Had a hunt and found an identically-named temperature database file which
did include normals lines at the start of every station. How handy - naming
two different files with exactly the same name and relying on their location
to differentiate! Aaarrgghh!! Re-ran anomdtb:

It is worth noting that the "wc -l" shell trick is also repeated in the idl files as well - e.g. in cru-code/idl/pro/quick_interp_tdm2.pro where its used even less efficiently in a pipe
 "cat " + ptsfile + " | wc -l"
This would almost merit an entry at thedailywtf.com but for the fact that is is far from the worst 'feature' of this particular program. This file has some other features that get mentioned in chapter 18. And subsequently in chapter 20 where our intrepid hero encounters a hole bunch of poorly documented required files squirrelled away in Mark New's old directory (good thing it wasn't his new one with the news of nude photos in it  :) )

[Chapter 20 really is a total gem for mystery readers though not, one feels, for our hero including comments such as:

AGREED APPROACH for cloud (5 Oct 06).

For 1901 to 1995 - stay with published data. No clear way to replicate
process as undocumented.

For 1996 to 2002:
1. convert sun database to pseudo-cloud using the f77 programs;
2. anomalise wrt 96-00 with anomdtb.f;
3. grid using quick_interp_tdm.pro (which will use 6190 norms);
4. calculate (mean9600 - mean6190) for monthly grids, using the
published cru_ts_2.0 cloud data;
5. add to gridded data from step 3.

This should approximate the correction needed.

On we go.. firstly, examined the spc database.. seems to be in % x10.
Looked at published data.. cloud is in % x10, too.
First problem: there is no program to convert sun percentage to
cloud percentage. I can do sun percentage to cloud oktas or sun hours
to cloud percentage! So what the hell did Tim do?!! As I keep asking.


Then - comparing the two candidate spc databases:


I find that they are broadly similar, except the normals lines (which
both start with '6190') are very different. I was expecting that maybe
the latter contained 94-00 normals, what I wasn't expecting was that
thet are in % x10 not %! Unbelievable - even here the conventions have
not been followed. It's botch after botch after botch. Modified the
conversion program to process either kind of normals line.

> _EXERCISE INPUT_:
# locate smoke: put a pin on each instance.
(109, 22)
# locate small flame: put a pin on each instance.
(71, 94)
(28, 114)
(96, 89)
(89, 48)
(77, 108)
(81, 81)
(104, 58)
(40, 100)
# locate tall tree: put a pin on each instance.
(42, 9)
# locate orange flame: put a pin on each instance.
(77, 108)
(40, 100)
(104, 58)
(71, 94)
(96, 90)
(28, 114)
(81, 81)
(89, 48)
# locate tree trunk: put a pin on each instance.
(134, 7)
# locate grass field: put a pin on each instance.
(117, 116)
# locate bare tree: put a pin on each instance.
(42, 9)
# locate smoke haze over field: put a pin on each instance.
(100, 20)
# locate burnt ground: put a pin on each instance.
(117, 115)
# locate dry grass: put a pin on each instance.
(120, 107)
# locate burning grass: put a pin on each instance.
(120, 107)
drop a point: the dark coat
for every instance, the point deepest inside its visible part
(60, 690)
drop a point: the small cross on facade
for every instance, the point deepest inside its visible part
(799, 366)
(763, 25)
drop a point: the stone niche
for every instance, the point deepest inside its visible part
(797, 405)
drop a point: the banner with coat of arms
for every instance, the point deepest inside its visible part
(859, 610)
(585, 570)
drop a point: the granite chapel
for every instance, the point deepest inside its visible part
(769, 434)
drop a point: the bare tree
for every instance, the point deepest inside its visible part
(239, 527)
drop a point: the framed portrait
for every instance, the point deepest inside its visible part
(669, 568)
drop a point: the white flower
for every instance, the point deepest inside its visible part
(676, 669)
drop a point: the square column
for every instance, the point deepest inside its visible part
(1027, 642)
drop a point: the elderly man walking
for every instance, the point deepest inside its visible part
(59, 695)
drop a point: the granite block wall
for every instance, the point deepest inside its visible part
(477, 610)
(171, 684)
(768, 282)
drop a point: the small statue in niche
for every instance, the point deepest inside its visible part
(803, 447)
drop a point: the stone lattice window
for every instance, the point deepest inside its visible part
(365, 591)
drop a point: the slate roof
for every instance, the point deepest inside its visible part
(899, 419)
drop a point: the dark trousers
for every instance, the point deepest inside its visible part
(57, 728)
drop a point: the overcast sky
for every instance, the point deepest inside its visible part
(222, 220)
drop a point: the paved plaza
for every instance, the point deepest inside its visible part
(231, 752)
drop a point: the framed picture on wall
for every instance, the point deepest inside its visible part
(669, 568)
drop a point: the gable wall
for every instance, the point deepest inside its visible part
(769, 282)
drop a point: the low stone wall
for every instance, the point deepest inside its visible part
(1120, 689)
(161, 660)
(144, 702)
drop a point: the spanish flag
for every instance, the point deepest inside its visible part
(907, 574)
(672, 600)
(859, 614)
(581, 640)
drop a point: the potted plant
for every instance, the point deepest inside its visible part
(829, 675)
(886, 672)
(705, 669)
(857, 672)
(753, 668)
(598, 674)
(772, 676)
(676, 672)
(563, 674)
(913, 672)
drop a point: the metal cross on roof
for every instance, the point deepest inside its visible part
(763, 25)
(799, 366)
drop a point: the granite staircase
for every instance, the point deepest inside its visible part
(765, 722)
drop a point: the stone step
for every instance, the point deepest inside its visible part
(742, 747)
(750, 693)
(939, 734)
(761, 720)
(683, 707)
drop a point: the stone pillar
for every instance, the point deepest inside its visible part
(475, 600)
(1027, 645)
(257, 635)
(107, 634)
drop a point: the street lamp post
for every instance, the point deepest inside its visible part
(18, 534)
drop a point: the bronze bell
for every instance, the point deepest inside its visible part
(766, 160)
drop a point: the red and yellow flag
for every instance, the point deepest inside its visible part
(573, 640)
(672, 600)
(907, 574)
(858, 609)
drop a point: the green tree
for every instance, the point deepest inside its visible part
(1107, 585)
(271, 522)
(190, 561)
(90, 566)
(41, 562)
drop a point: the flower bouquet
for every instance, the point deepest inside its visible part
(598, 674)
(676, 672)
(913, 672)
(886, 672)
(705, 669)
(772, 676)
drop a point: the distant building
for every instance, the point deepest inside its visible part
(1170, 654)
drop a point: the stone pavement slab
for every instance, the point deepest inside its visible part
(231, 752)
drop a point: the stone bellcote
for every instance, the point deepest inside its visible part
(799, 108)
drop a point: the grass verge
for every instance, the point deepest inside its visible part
...
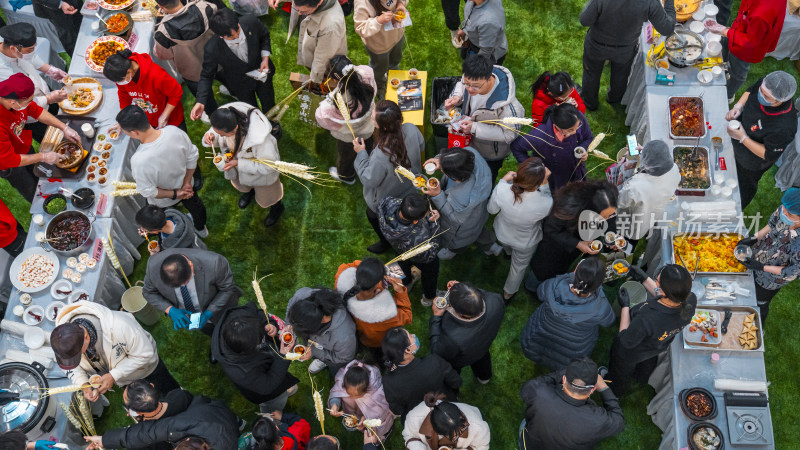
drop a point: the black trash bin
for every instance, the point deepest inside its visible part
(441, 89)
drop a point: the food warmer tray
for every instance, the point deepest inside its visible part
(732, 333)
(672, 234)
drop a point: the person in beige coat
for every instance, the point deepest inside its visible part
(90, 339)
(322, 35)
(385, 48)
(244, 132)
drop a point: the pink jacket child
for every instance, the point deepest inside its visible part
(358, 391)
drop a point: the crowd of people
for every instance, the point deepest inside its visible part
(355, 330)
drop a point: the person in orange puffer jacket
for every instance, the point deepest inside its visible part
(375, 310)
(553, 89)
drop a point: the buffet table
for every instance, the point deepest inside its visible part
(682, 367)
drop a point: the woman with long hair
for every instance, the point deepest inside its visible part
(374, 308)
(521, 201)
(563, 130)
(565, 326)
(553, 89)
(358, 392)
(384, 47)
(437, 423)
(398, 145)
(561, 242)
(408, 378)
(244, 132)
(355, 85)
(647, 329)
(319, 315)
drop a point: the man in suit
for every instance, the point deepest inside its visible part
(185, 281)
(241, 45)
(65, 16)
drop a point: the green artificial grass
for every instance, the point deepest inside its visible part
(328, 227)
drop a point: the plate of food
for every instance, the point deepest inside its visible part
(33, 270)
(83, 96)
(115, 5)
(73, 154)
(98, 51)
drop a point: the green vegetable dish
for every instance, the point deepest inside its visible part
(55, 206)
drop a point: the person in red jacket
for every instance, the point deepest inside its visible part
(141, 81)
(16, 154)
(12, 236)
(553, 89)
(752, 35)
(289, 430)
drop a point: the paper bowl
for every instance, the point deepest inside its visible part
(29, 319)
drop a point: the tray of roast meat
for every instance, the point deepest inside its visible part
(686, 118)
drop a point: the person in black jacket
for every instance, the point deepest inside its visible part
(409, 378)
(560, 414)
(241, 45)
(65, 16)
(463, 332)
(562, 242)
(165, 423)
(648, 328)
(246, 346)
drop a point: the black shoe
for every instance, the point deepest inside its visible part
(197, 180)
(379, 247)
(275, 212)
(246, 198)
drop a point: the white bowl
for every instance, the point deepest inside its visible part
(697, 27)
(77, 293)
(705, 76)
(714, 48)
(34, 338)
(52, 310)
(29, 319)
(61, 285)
--
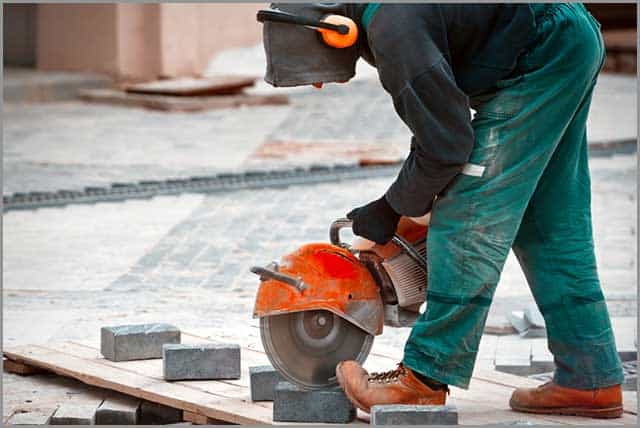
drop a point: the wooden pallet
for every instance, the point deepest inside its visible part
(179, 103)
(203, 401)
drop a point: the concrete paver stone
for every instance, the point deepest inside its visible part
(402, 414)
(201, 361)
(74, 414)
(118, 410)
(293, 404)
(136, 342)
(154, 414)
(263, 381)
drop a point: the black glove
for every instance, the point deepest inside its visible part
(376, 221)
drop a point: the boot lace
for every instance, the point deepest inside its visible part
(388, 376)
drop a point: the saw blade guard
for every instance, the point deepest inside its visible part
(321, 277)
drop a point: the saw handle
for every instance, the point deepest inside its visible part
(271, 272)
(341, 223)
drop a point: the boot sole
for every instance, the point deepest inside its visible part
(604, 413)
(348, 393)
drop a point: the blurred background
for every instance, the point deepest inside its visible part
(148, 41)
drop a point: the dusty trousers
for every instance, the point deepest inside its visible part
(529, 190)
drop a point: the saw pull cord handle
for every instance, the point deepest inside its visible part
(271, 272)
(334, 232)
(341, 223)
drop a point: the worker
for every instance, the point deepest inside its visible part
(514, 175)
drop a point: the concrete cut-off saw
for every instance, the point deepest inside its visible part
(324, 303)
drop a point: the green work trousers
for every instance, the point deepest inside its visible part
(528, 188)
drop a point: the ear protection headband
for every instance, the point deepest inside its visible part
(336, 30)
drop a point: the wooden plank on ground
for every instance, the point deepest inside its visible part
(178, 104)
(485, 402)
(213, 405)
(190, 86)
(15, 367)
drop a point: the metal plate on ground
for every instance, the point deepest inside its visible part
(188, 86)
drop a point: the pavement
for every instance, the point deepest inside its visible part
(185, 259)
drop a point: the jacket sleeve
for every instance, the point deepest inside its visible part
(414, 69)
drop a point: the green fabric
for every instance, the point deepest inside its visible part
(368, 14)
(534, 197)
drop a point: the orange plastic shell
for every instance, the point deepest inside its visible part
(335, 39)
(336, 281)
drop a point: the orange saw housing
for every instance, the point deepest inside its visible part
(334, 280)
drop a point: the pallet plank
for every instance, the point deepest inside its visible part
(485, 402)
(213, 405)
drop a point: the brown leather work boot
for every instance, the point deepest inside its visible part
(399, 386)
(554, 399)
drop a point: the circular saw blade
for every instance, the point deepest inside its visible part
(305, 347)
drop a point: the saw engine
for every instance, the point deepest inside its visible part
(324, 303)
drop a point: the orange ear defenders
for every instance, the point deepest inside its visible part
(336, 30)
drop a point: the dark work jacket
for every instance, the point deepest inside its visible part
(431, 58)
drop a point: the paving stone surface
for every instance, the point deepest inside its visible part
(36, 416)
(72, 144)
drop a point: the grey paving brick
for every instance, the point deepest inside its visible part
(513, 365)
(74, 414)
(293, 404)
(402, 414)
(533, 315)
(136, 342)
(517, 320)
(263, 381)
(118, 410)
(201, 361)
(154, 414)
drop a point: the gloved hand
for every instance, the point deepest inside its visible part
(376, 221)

> _GOALS_:
1) In the source excerpt, what is the agreed approach for cloud data from 1901 to 1995?
2) Identify every line in the rows that contains the string "wooden".
The source excerpt and the rows are unrelated material.

> _RESULTS OF THE TASKS_:
1) Stay with published data.

2)
drop a point: the wooden pallet
drop a point: the wooden plank on ground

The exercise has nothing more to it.